**** EXERCISE DATA

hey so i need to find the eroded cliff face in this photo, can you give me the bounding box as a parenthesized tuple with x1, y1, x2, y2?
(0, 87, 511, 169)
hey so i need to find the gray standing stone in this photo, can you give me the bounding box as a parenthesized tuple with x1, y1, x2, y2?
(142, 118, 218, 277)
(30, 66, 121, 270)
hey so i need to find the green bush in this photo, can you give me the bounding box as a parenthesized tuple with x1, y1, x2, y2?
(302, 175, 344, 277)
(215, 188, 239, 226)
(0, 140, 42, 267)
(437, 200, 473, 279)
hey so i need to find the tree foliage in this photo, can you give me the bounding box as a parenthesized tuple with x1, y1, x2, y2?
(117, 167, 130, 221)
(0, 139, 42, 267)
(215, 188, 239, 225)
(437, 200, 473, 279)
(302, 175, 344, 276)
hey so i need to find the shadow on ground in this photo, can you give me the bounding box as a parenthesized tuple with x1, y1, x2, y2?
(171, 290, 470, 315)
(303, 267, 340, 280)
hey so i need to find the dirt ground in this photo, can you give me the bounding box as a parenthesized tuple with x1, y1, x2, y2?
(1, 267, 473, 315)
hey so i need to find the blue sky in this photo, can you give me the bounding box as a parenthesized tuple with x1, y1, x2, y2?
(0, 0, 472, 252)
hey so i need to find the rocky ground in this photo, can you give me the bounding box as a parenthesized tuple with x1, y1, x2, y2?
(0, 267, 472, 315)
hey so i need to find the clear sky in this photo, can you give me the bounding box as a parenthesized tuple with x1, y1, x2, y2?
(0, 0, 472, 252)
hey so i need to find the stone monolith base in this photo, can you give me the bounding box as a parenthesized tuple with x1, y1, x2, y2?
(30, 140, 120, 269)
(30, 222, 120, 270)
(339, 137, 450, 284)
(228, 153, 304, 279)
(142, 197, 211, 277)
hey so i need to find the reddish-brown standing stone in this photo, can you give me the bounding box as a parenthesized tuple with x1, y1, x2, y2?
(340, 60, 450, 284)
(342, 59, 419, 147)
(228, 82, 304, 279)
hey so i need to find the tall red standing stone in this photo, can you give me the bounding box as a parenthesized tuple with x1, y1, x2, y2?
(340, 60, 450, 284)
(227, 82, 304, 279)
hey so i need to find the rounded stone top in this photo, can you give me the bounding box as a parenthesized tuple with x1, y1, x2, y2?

********

YOUR TASK
Quote exactly the line containing "hey so i need to find the tall" and every later line through the end of the listing, and no other lines.

SOLVED PROBLEM
hey so i need to find the tall red standing stone in this photo, can you give me the bounding box as a parenthesized tuple with x1, y1, x2, y2?
(340, 60, 450, 284)
(227, 82, 304, 279)
hey so i need to find the rounded stone top in this photo, can you give me the bounding box as a parenthesized tuple with x1, y1, x2, y2?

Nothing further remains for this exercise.